TEKS BACAAN

* * * * * * *

Namun ada juga yang bahkan sebaliknya, mereka tidak berbuat baik terhadap sesama manusia bahkan menjadi penganiaya, berbudi pekerti tidak mulia, kasar perangai dan tutur budi bahasanya, tidak menghargai sesama manusia termasuk terhadap orang tuanya, tidak peduli untuk menjaga alam lingkungannya. Keadaan yang demikian itu oleh sebab juga mereka sandarkan pada Tuhan.
Realita seperti yang saya narasikan di atas, tentulah suatu yang sangat mudah kita lihat dalam sejarah kehidupan manusia hingga detik ini.
Dari kata-kata kasar, hingga tragedi kemanusian sedari tataran individu hingga kelompok, dengan segala jenis perbuatan tetek bengeknya, hingga bom diledakkan di mana-mana. Atas nama Tuhan.
Lalu apakah ‘Tuhan’ itu ada sih?.
- Pertanyaan Klasik
Sesungguhnya pertanyaan tentang eksistensi Tuhan sudah ada sejak jaman dahulu kala. Bukan di akhir-akhir ini saja.
Menilik dari khazanah Buddhis, ternyata di zaman sang Buddha Gautama pun pertanyaan seperti itu telah banyak diungkapkan.
- Kisah Menarik
Ada sebuah kisah menarik.
Suatu ketika sang Buddha Gautama menapaki suatu pejalanan bersama para murid. Di pagi hari sang Buddha bertemu dengan seorang pemuda yang sedang galau. Ia bertanya pada sang Budha: ‘Guru Buddha, sebetulnya Tuhan itu ada ataukah tidak ada?’.
Sang Buddha menjawab: ‘O muridku, o anak muda, Tuhan itu ada’.
Anak muda itu berkata, ‘terimakasih, terimakasih guru Buddha’.
Saat siang hari sang Buddha bertemu lagi dengan seorang pemuda lain yang mempertanyakan hal yang sama. Namun kali ini dalam keadaan garang.
Ia bertanya: ‘Guru Buddha, apakan Tuhan itu ada ataukah tidak?’.
Sang Buddha menjawab: ‘O anak muda, Tuhan itu tidak ada’.
Anak muda itu berkata: ‘O begitukah guru Budha?’.
Sang Buddha menjawab: ‘Iya’.
Anak muda itu menimpali: ‘Terimakasih, terimakasih guru Buddha’.
Begitulah inti dialog itu.

* * * * * * *

Entri dari sebuah dataset
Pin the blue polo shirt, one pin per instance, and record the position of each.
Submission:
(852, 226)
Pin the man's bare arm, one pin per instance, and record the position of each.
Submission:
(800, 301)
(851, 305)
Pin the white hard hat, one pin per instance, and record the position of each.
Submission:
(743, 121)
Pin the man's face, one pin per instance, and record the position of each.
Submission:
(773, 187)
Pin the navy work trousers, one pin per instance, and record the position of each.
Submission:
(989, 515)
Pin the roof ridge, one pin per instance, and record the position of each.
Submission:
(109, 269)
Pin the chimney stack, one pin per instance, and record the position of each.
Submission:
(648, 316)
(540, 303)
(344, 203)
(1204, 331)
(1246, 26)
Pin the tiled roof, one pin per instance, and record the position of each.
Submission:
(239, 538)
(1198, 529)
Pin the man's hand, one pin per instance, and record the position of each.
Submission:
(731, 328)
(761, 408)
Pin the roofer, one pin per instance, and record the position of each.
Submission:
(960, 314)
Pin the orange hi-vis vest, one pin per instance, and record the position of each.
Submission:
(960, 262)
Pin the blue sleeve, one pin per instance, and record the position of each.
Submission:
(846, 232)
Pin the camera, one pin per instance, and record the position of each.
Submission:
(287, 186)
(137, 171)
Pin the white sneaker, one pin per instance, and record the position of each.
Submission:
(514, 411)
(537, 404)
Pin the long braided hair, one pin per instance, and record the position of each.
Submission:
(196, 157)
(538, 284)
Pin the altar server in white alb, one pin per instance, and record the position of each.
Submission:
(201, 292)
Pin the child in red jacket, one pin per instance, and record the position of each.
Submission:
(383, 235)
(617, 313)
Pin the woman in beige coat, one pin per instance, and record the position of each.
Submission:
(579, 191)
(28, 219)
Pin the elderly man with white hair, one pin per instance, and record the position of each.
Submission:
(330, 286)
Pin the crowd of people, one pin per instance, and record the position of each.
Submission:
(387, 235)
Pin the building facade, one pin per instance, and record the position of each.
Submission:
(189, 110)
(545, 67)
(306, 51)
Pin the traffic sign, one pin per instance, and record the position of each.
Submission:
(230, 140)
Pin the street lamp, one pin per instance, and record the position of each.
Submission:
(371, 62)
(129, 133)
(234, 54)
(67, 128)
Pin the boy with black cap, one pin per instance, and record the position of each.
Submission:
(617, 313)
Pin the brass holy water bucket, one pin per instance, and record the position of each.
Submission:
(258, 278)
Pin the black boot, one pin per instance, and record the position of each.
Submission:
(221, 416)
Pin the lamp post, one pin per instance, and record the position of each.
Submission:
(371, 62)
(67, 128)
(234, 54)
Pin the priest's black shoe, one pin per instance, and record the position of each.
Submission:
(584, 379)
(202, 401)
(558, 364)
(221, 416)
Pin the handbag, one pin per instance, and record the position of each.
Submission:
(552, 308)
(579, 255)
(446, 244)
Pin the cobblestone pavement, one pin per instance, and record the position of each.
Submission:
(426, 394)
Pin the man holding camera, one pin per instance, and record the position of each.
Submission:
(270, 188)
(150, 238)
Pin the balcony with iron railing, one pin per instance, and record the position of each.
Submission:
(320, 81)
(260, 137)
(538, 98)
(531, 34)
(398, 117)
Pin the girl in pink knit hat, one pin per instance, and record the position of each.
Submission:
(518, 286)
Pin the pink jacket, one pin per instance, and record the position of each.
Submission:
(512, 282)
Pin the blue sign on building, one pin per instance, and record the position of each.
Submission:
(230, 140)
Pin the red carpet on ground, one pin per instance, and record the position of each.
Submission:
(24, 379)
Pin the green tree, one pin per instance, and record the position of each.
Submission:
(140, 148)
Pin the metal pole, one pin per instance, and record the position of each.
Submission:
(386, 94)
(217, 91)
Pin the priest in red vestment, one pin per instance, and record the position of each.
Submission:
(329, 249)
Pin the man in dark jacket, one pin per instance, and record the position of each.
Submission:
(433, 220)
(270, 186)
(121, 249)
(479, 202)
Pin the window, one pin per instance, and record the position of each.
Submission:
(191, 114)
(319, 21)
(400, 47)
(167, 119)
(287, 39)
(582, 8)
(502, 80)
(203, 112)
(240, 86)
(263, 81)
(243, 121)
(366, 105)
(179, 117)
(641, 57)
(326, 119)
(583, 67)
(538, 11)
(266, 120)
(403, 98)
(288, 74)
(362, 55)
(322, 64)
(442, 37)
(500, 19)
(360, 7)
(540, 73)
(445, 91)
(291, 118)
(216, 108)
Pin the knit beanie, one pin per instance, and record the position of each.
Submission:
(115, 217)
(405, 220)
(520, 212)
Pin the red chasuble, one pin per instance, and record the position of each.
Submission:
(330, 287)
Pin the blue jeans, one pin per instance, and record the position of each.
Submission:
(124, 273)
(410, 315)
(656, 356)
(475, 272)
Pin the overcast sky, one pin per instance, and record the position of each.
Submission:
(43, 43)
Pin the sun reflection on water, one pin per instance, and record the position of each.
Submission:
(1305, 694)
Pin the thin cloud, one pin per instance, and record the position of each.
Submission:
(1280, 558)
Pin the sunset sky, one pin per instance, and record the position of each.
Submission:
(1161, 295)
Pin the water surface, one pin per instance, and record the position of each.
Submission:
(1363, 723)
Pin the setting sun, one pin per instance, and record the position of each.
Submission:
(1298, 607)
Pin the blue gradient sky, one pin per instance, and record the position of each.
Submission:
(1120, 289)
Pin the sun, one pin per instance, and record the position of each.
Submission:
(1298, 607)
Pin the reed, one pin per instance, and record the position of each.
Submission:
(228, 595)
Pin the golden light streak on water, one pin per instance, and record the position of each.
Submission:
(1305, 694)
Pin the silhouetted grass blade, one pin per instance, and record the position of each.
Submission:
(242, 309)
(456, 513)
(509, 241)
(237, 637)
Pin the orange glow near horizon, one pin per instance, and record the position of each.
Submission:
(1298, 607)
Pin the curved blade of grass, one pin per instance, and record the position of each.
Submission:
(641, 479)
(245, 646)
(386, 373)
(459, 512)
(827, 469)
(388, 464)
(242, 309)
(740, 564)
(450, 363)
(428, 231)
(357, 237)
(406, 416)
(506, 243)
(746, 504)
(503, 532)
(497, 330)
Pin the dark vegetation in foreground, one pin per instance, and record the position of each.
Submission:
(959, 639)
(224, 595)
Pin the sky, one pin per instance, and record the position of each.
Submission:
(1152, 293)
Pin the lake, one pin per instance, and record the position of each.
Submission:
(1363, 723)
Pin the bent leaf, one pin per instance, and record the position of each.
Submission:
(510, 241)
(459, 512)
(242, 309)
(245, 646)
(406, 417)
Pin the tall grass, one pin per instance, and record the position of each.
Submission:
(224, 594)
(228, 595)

* * * * * * *

PETUNJUK PENGERJAAN
• A. Salin kata demi kata bagian bacaan tentang eksistensi Tuhan, seluruhnya mulai dari "Dari kata-kata kasar, hingga" terus hingga "Tuhan itu ada’.".
• B. Daftarkan setiap baris entri yang memuat kata "hair". Huruf besar dan kecil dibedakan.
Entri-entri ini tidak ada hubungannya dengan bacaan.

KUNCI JAWABAN
• A.
Dari kata-kata kasar, hingga tragedi kemanusian sedari tataran individu hingga kelompok, dengan segala jenis perbuatan tetek bengeknya, hingga bom diledakkan di mana-mana. Atas nama Tuhan.
Lalu apakah ‘Tuhan’ itu ada sih?.
- Pertanyaan Klasik
Sesungguhnya pertanyaan tentang eksistensi Tuhan sudah ada sejak jaman dahulu kala. Bukan di akhir-akhir ini saja.
Menilik dari khazanah Buddhis, ternyata di zaman sang Buddha Gautama pun pertanyaan seperti itu telah banyak diungkapkan.
- Kisah Menarik
Ada sebuah kisah menarik.
Suatu ketika sang Buddha Gautama menapaki suatu pejalanan bersama para murid. Di pagi hari sang Buddha bertemu dengan seorang pemuda yang sedang galau. Ia bertanya pada sang Budha: ‘Guru Buddha, sebetulnya Tuhan itu ada ataukah tidak ada?’.
Sang Buddha menjawab: ‘O muridku, o anak muda, Tuhan itu ada’.

• B.
Pin the long braided hair, one pin per instance, and record the position of each.
Pin the elderly man with white hair, one pin per instance, and record the position of each.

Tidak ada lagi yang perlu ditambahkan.